• **ABOUT THIS TASK**: Where the records below reach the line containing "of the patterned", start transcribing, and end with the line containing "of the ladder", exactly and with nothing else added.

*** Opening of SUPPLIED DATA ***

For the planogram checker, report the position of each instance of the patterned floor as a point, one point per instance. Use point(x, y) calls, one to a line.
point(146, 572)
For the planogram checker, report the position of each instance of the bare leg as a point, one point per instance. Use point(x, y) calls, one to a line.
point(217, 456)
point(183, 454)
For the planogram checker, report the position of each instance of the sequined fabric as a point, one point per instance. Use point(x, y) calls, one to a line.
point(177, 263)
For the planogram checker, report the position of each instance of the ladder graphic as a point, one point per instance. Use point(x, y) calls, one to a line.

*** Close of SUPPLIED DATA ***
*** Opening of SUPPLIED DATA ***

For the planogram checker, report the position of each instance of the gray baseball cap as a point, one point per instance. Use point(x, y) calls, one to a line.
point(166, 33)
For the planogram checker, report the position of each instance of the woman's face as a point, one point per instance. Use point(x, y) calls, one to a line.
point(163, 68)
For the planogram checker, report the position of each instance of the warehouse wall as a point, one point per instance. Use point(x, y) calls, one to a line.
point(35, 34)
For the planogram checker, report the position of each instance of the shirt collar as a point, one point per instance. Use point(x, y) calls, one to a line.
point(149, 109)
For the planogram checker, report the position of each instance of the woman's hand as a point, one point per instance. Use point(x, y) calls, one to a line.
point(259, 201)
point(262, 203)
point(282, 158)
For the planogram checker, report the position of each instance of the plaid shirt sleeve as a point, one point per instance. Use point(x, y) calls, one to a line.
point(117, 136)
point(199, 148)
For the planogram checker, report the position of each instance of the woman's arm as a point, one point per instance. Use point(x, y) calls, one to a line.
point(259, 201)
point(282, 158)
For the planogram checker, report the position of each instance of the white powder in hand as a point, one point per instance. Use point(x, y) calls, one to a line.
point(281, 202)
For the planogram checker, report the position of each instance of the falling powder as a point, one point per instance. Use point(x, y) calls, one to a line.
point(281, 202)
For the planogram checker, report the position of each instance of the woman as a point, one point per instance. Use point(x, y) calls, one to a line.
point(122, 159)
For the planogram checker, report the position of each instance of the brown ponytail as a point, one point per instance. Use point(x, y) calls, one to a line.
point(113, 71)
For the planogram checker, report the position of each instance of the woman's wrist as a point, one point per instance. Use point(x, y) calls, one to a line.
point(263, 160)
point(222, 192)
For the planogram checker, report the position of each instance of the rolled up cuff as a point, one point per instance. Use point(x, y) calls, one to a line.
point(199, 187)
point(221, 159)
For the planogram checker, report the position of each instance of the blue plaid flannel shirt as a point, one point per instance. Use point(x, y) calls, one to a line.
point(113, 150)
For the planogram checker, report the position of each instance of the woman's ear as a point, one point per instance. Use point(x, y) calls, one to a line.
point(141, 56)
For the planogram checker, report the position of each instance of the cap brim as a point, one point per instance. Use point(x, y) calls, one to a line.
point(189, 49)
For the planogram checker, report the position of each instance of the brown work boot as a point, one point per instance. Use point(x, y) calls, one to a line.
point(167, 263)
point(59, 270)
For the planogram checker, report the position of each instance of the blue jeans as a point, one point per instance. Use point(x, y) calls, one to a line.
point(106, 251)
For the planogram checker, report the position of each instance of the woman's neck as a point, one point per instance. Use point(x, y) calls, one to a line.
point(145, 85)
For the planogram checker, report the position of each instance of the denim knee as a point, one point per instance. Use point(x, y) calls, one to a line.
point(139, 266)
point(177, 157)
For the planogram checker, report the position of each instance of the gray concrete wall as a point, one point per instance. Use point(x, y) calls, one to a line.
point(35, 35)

*** Close of SUPPLIED DATA ***

• **COMPLETED TASK**:
For the planogram checker, report the position of each instance of the patterned floor as a point, one point per instance. Use point(x, y) calls, one to a line.
point(146, 572)
For the planogram checker, report the position of each instance of the bare leg as a point, one point per instance. Use point(x, y) calls, one to a line.
point(217, 456)
point(183, 454)
For the planogram checker, report the position of each instance of the sequined fabric as a point, one point per instance. Use point(x, y) calls, one to a line.
point(177, 263)
For the planogram checker, report the position of each instance of the ladder graphic as a point, one point per instance. Use point(x, y) calls, one to a line.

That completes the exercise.